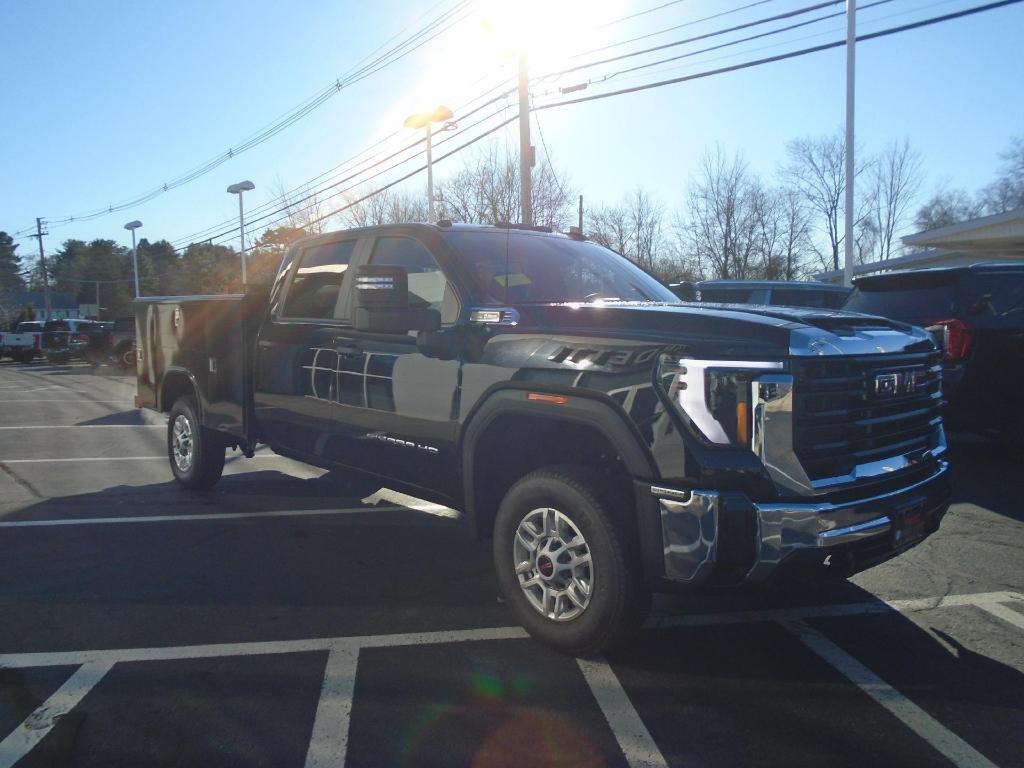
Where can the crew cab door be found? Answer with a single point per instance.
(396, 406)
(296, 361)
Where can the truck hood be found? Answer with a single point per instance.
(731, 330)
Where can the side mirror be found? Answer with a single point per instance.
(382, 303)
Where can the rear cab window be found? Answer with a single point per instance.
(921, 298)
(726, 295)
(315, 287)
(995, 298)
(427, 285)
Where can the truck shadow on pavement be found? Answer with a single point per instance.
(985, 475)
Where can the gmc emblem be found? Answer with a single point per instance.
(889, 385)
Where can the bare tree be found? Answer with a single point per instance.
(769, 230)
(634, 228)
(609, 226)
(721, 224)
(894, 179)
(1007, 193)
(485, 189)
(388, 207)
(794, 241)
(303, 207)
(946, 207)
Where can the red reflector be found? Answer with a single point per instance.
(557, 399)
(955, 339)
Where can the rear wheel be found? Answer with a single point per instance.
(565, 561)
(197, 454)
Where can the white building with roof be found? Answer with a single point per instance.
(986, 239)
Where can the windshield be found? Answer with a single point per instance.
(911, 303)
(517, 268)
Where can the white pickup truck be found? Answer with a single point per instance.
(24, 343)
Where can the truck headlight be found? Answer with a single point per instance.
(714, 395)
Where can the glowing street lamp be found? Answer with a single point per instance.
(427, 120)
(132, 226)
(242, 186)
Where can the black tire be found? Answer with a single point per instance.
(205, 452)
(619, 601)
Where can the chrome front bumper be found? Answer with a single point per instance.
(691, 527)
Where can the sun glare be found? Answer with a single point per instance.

◇ ◇ ◇ ◇ ◇

Task details =>
Transcribe each line of the material above verbatim, but do not include the images.

Result of this task =>
Where can the crew cab door be found? Answer with a single point per instance.
(396, 406)
(296, 361)
Where can the truck hood be found? Answer with a single point per instance.
(731, 330)
Where can the side mirror be found? Answer with a single point per instance.
(382, 303)
Where can the rear cab window be found? Answer with a single point per instance.
(921, 298)
(726, 295)
(315, 287)
(995, 298)
(427, 285)
Where can the truck shadow on pavement be found? Answer with a single point per instance.
(985, 475)
Where can the gmc emblem be found? Answer with a single point per instance.
(889, 385)
Where can the bare tree be found? Answer with a single point per instance.
(769, 230)
(634, 228)
(609, 226)
(721, 224)
(894, 179)
(1007, 193)
(485, 189)
(388, 207)
(794, 241)
(303, 207)
(946, 207)
Where can the red reflector be found? Answer with a single point per instance.
(557, 399)
(955, 339)
Where can the rear wheel be found? Answer with a single point per instance.
(565, 561)
(197, 454)
Where can the white building with roof be found? Answer with a single point per instance.
(986, 239)
Where can the windshield be found? Answer with a single point per instance.
(911, 303)
(517, 268)
Where can the white pickup truck be found? Answer with a single point per instance.
(24, 343)
Where can the truck headlight be found? Answer with a single point per instance.
(714, 395)
Where can the glowing street lamp be found? Answer with a single point per instance.
(427, 120)
(132, 226)
(242, 186)
Where can the black tire be found? Answer with a single point per instance.
(205, 452)
(619, 601)
Where can the chrome front bumper be found? Answer with a single point per instance.
(691, 527)
Where can the sun glare be found? Answer with a single point per instance.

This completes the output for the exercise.